### [Vorliegende Daten]
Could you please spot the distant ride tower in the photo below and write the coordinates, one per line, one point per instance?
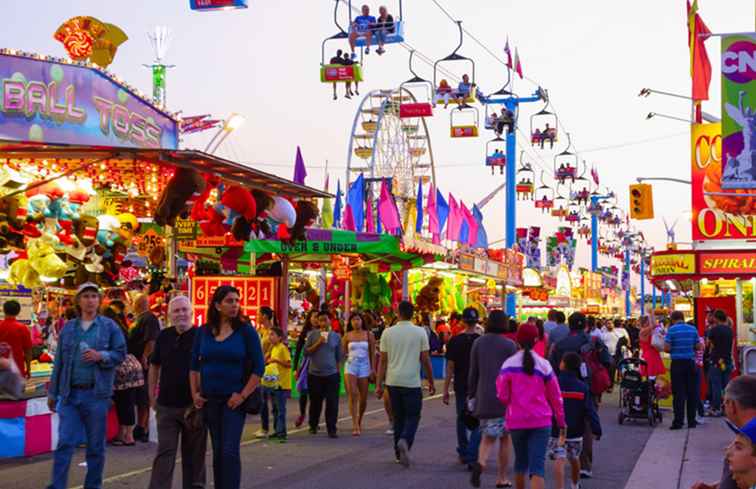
(160, 38)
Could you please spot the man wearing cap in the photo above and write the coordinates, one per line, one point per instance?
(458, 368)
(90, 347)
(740, 409)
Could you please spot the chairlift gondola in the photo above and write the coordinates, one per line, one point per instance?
(525, 187)
(444, 92)
(565, 164)
(416, 107)
(544, 124)
(544, 196)
(464, 121)
(496, 154)
(393, 35)
(338, 73)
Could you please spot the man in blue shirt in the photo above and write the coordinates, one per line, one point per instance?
(681, 343)
(362, 26)
(90, 347)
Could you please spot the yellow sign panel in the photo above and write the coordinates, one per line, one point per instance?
(674, 264)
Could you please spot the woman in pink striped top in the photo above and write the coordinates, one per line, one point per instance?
(529, 388)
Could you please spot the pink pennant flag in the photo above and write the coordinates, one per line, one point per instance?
(430, 207)
(518, 65)
(387, 209)
(369, 220)
(454, 224)
(472, 224)
(509, 54)
(348, 220)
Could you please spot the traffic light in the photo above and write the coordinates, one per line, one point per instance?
(641, 201)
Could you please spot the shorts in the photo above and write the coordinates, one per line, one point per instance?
(530, 450)
(571, 449)
(493, 428)
(358, 368)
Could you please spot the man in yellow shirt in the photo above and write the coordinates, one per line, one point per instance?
(278, 379)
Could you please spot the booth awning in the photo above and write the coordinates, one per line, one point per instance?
(227, 170)
(699, 264)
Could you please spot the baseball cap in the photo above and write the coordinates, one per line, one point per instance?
(748, 430)
(87, 286)
(470, 315)
(527, 333)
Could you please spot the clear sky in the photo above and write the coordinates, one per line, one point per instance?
(593, 56)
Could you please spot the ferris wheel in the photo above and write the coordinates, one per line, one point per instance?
(384, 145)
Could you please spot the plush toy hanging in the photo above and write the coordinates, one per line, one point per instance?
(182, 189)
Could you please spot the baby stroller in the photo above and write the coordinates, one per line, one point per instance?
(637, 397)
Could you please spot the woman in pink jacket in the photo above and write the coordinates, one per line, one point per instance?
(530, 390)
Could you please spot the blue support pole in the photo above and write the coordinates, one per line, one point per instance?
(594, 236)
(510, 212)
(643, 286)
(628, 309)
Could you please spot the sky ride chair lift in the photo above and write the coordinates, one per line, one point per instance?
(338, 73)
(443, 91)
(416, 107)
(496, 154)
(544, 124)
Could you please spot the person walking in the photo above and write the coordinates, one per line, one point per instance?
(129, 378)
(404, 349)
(278, 362)
(681, 343)
(740, 409)
(17, 336)
(324, 349)
(488, 354)
(90, 347)
(359, 350)
(580, 412)
(300, 367)
(227, 364)
(719, 340)
(141, 341)
(529, 388)
(171, 398)
(586, 346)
(458, 369)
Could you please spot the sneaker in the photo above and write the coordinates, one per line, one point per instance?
(403, 450)
(475, 473)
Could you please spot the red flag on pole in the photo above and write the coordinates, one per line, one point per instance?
(518, 66)
(700, 66)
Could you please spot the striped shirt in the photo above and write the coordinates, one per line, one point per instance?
(682, 339)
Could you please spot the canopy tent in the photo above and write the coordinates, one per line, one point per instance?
(382, 250)
(78, 160)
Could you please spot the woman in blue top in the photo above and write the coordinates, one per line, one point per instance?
(226, 351)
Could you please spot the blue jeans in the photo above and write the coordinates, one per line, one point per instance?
(82, 410)
(277, 397)
(530, 450)
(467, 446)
(225, 426)
(407, 404)
(718, 380)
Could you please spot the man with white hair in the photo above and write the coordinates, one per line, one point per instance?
(170, 395)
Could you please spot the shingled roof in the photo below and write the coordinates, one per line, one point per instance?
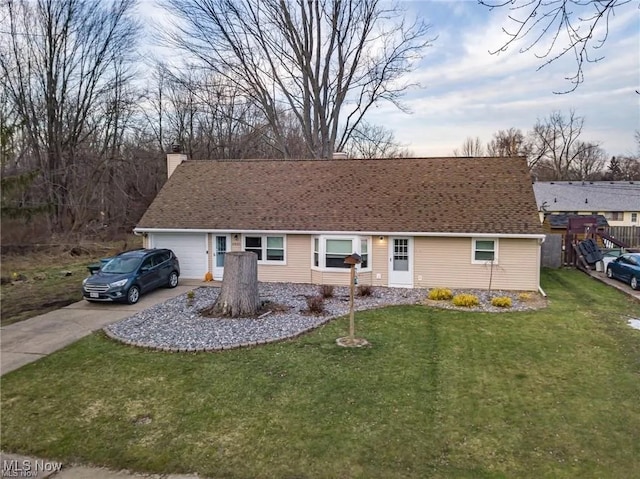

### [Deine Aufgabe]
Finde in den Einträgen oben jede Zeile, in der das Wort „blue“ vorkommt, und schreib diese Zeilen Wort für Wort ab.

### [Lösung]
Could you please spot the man in blue shirt in the photo above and write the coordinates, one per line, one point per instance?
Could you please spot the blue support pole in the photo above and write the coordinates, one per line, one point per instance?
Could you please spot the woman in blue top in the photo above and write the coordinates, one per line, one point per instance?
Could you please spot the blue jeans in the photo above and write the coordinates, one per line, one point per instance?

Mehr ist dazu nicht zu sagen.